[Start of Attachment]

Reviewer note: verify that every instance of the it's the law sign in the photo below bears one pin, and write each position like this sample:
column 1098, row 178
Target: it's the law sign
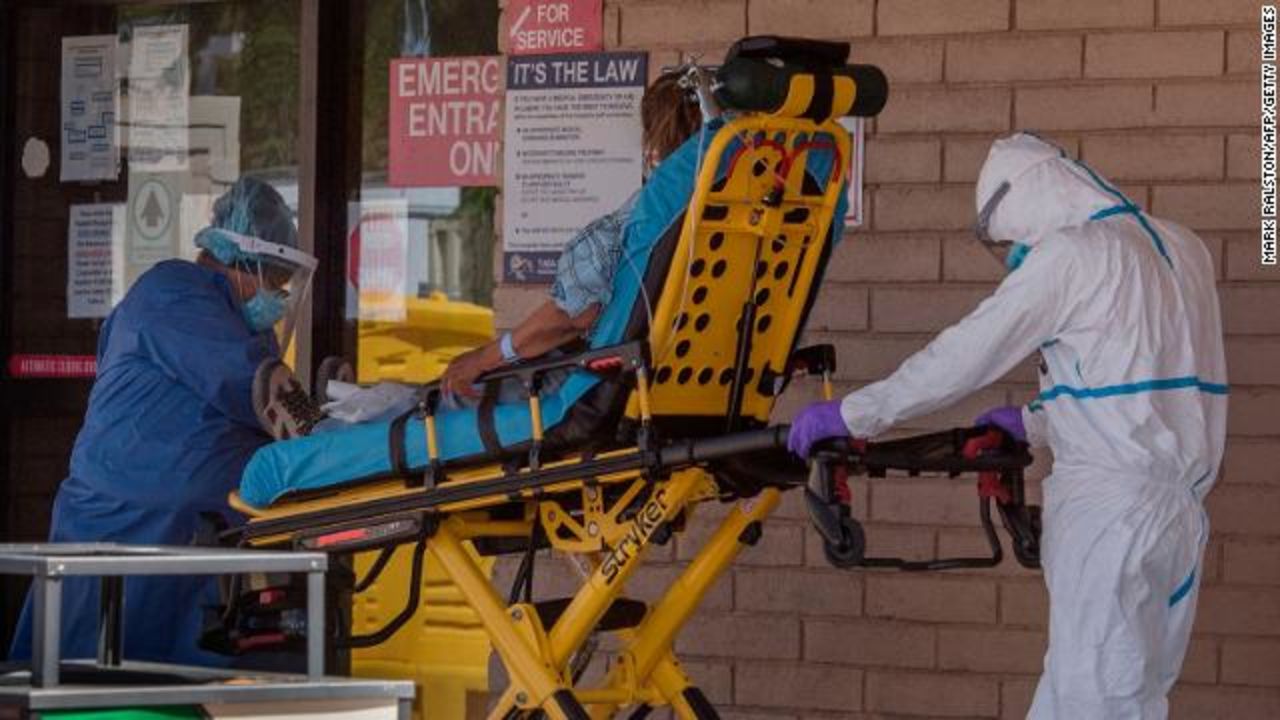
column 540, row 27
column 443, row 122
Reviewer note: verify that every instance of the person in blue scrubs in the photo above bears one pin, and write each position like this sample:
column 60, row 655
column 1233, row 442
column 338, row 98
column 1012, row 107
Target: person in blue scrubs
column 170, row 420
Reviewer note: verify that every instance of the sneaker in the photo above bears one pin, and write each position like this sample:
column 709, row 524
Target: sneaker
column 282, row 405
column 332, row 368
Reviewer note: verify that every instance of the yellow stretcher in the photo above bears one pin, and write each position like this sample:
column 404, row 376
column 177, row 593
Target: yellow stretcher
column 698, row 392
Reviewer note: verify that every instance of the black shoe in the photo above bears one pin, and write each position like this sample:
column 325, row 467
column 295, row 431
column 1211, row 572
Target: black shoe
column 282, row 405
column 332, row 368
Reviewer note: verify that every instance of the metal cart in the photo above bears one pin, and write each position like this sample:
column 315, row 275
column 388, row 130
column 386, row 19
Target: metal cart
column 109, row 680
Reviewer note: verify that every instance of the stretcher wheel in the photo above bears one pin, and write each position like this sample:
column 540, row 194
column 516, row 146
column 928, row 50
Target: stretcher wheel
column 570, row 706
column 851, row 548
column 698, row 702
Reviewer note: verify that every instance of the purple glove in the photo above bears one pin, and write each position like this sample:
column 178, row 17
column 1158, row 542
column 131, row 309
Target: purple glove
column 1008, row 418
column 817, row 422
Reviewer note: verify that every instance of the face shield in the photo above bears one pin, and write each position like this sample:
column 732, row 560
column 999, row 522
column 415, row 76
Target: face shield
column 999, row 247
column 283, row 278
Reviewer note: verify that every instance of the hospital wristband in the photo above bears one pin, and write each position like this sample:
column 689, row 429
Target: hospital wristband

[End of Attachment]
[Start of Attachment]

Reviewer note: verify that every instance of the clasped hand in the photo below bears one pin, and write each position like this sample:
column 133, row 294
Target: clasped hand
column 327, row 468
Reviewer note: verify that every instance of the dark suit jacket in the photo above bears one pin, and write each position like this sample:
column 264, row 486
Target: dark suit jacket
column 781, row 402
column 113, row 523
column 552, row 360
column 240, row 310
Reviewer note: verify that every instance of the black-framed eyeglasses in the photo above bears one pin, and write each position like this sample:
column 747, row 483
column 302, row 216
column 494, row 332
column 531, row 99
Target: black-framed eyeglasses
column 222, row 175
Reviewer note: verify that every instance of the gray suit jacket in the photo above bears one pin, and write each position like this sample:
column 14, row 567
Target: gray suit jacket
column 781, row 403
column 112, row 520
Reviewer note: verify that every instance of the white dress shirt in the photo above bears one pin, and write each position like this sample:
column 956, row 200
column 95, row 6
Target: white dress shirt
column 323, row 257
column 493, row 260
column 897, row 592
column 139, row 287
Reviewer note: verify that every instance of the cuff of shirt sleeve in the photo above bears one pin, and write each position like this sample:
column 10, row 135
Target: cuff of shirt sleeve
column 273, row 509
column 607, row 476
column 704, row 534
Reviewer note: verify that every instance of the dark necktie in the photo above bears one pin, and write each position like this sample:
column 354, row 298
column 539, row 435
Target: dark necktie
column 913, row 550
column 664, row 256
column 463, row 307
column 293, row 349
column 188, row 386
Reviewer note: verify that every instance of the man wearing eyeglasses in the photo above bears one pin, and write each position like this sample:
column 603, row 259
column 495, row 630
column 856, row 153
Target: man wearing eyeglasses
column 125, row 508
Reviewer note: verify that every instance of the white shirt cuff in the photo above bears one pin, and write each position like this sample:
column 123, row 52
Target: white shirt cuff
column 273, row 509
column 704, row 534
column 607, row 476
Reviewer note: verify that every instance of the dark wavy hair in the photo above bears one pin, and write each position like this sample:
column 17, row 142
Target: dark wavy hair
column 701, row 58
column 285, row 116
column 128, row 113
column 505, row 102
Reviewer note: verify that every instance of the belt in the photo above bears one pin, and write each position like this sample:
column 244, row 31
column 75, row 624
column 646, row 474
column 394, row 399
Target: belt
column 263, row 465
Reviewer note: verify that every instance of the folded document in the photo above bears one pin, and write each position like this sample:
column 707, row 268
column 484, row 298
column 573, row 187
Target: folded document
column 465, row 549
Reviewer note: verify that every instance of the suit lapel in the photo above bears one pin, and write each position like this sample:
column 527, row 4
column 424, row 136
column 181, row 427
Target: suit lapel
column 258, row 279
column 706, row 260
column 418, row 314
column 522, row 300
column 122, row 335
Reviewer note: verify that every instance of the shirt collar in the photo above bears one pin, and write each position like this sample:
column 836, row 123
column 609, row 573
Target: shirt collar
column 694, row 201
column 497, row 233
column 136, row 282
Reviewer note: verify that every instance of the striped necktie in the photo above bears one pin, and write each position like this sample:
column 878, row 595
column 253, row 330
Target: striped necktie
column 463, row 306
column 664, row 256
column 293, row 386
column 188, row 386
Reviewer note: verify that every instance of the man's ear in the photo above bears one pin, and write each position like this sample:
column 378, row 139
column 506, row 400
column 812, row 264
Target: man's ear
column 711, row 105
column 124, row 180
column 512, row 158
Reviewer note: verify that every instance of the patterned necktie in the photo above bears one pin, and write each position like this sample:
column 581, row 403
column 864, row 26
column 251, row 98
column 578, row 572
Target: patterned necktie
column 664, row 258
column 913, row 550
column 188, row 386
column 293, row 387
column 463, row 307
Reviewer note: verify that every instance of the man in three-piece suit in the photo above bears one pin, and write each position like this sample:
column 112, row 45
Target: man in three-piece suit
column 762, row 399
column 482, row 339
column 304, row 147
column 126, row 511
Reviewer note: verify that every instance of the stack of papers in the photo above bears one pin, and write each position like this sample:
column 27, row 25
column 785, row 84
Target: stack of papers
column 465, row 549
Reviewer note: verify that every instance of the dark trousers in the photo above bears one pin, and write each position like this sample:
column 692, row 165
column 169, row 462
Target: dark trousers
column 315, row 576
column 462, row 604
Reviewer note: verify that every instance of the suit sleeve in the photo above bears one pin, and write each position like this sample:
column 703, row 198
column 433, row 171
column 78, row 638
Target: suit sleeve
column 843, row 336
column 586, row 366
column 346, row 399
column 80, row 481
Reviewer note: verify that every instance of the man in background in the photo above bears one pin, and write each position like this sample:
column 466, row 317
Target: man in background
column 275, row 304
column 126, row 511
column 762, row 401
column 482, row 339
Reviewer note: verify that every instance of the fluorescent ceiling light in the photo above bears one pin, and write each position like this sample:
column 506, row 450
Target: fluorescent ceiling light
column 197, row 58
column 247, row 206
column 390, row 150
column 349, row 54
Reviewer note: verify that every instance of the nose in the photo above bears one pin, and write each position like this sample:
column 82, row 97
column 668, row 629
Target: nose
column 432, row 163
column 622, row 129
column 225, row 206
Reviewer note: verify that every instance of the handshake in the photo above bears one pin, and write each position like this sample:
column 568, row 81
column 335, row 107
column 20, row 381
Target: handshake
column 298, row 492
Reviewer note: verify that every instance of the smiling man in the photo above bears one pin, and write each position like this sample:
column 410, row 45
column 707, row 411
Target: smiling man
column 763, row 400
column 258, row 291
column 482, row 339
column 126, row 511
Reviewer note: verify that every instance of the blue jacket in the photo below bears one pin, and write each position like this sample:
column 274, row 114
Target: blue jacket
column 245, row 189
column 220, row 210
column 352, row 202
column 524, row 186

[End of Attachment]

*Task description*
Which lines run from the one holding "column 394, row 399" through the one holding "column 506, row 400" in the records above? Repeat them exactly, both included, and nothing more.

*Answer to the exercise*
column 394, row 399
Target: belt
column 263, row 465
Reviewer note: verify that every instance of the folded document in the photo above bears one pin, and write each position like this sample:
column 707, row 268
column 484, row 298
column 573, row 187
Target: folded document
column 465, row 549
Reviewer note: verify that every instance of the suit lapel in the photo above bears one pin, and write each position like this sample:
column 527, row 4
column 424, row 136
column 181, row 427
Target: suit lapel
column 258, row 279
column 706, row 260
column 418, row 314
column 522, row 300
column 122, row 335
Reviewer note: verify that every instance of the shirt collar in the photo above bears one pin, and write each position like this sample:
column 836, row 123
column 609, row 573
Target: shirt collar
column 694, row 201
column 497, row 233
column 136, row 282
Reviewer note: verify that every instance of the striped necktie in the photo above bears one pin, and write each position like this sample:
column 878, row 595
column 253, row 330
Target: striped necktie
column 463, row 306
column 664, row 256
column 293, row 386
column 188, row 386
Reviewer note: verify that every instance of the man's ear in the photo above bears one pin, and write each position like this sample:
column 378, row 139
column 506, row 400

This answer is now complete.